---------- Working data ----------
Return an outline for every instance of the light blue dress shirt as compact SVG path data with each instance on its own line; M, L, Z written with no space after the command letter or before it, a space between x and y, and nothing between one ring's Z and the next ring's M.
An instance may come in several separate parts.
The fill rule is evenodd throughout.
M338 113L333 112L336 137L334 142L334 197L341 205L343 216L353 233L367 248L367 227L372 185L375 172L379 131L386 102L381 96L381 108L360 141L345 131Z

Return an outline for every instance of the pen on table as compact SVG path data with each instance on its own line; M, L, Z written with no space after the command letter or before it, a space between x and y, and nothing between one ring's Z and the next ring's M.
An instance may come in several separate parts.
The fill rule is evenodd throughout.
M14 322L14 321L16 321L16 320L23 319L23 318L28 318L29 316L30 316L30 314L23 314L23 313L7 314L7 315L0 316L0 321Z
----------
What to do —
Print each of the rows above again, character for character, with no changes.

Finished exercise —
Return an outline for every instance of the light blue dress shirt as compact SVG path data with each instance on its own line; M, L, Z written with no space after the command letter or before it, a space between x and y, and nothing between one ring's Z and the next ring's M.
An instance may come in several separate parts.
The fill rule is evenodd throughout.
M338 113L333 112L336 137L334 142L334 197L341 205L343 216L353 233L367 248L367 227L372 185L375 172L379 131L386 102L381 96L381 108L360 141L345 131Z

Return an outline for every instance of the pen on table as compact SVG path data with each instance on its own line; M, L, Z written with no space after the command letter or before it, a space between x and y, and nothing between one ring's Z and the next ring's M.
An instance may come in several separate parts.
The fill rule is evenodd throughout.
M14 322L14 321L16 321L16 320L23 319L23 318L28 318L29 316L30 316L30 314L23 314L23 313L7 314L7 315L0 316L0 321Z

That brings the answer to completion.